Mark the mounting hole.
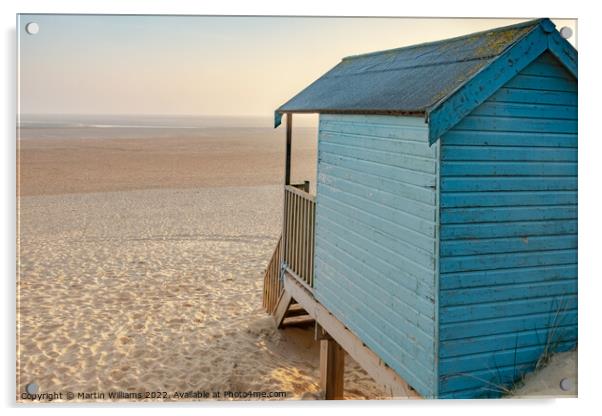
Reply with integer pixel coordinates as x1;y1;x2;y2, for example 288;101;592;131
560;27;573;40
559;377;573;391
25;383;39;394
25;22;39;35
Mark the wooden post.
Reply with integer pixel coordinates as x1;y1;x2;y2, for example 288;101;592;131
285;113;292;185
320;336;345;400
282;113;293;274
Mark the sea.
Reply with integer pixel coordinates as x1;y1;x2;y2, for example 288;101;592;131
17;114;318;140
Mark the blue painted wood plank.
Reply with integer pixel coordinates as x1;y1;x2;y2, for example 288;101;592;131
440;219;578;240
315;211;436;295
317;167;436;220
441;145;577;161
453;115;577;134
470;101;576;120
318;191;435;253
520;60;575;80
322;113;428;128
439;389;494;399
439;324;577;358
440;362;537;394
440;264;577;290
441;177;577;192
440;293;577;323
318;182;436;237
315;252;435;348
439;340;575;374
316;260;436;354
503;73;577;92
441;161;577;177
320;141;437;173
441;191;577;208
439;249;577;273
441;130;577;148
440;235;577;256
440;205;577;223
317;156;436;205
488;87;577;106
439;309;577;341
320;118;430;143
440;279;577;306
320;130;437;158
320;151;436;188
320;162;436;222
318;201;435;268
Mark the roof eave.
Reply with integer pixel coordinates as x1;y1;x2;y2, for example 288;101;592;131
274;109;427;128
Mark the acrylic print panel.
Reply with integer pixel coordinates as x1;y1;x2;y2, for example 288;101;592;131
16;14;577;403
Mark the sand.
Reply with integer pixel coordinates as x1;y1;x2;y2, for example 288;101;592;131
16;133;386;402
17;127;318;196
509;350;578;398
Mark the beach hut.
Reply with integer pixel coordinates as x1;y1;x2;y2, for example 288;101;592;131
262;18;577;399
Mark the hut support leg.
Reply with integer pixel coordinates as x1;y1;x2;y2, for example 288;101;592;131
319;336;345;399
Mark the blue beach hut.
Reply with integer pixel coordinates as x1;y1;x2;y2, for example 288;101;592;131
262;18;577;399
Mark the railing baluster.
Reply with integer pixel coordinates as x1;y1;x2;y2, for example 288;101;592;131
285;192;292;264
280;184;316;290
300;195;305;282
309;199;314;287
292;193;297;274
294;193;299;276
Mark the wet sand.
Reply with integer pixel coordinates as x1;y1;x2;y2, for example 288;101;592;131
17;127;318;196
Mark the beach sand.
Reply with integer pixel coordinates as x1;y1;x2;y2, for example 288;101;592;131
16;131;387;402
510;350;578;398
17;126;318;196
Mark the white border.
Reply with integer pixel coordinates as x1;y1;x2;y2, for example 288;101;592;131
3;1;600;416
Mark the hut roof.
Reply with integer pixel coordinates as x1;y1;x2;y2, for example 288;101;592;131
275;18;577;141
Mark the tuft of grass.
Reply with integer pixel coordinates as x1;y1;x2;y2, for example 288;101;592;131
534;297;571;371
504;297;574;396
448;296;575;398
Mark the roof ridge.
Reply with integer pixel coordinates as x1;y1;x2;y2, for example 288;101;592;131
341;18;547;62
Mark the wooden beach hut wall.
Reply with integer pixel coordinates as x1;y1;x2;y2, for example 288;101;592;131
263;18;577;399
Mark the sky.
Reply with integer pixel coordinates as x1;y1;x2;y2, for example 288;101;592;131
18;15;577;118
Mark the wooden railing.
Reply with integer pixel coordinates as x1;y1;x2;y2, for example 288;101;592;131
********
» **REQUIRED WORK**:
With pictures removed, write out exactly each line of the entries from the first through the line that holds "Mark the railing baluster.".

» **EXERCISE RESPONSE**:
Mark the mounting hole.
Reply with integer pixel coordinates as x1;y1;x2;y2, for example 288;101;592;131
560;27;573;40
559;377;573;391
25;383;39;394
25;22;39;35
Mark the wooden post.
Reply with integer pixel coordinates as x1;y1;x2;y2, for example 288;101;592;131
285;113;292;185
320;336;345;400
282;113;293;274
Mark the sea.
Reply with integer pixel coordinates as x1;y1;x2;y2, for example 288;101;592;131
17;114;318;140
Mark the blue painted wood plank.
Reply with integer pixel coordinates as x1;y1;x2;y2, for example 288;101;592;131
440;219;578;240
315;211;436;295
317;167;436;220
441;145;577;161
453;115;577;134
470;101;576;120
318;191;435;253
520;60;575;80
322;113;428;128
439;389;494;399
439;324;577;358
440;362;537;394
440;264;577;290
441;177;577;192
440;293;577;323
318;182;436;237
315;252;435;348
439;340;575;374
316;260;436;354
503;73;577;92
441;161;577;177
320;141;437;173
441;191;577;208
439;249;577;273
441;130;577;148
440;235;577;256
440;205;577;223
317;156;436;205
488;87;577;106
439;309;577;341
320;118;430;143
440;279;577;306
320;130;437;158
320;151;436;188
320;162;436;222
318;201;435;268
Mark the roof eave.
Reply with integer pixel coordinates as x1;y1;x2;y2, for example 288;101;592;131
274;109;427;128
Mark the acrylic print panel.
Reply with integer pixel coordinates as x1;y1;x2;y2, for example 288;101;592;131
16;14;577;403
Mark the sand.
Reply with integer pixel coordinates as x1;y1;x2;y2, for example 288;101;592;131
16;133;386;402
17;127;318;196
509;350;578;398
Mark the beach hut.
Reply with integer pixel coordinates as x1;y1;x2;y2, for example 288;101;592;131
262;18;577;399
Mark the hut support leg.
Reply with integer pixel coordinates as x1;y1;x2;y2, for example 288;101;592;131
319;336;345;399
Mark the blue beach hut.
Reply with integer pixel coordinates as x1;y1;x2;y2, for example 288;101;592;131
262;18;577;399
Mark the railing baluster.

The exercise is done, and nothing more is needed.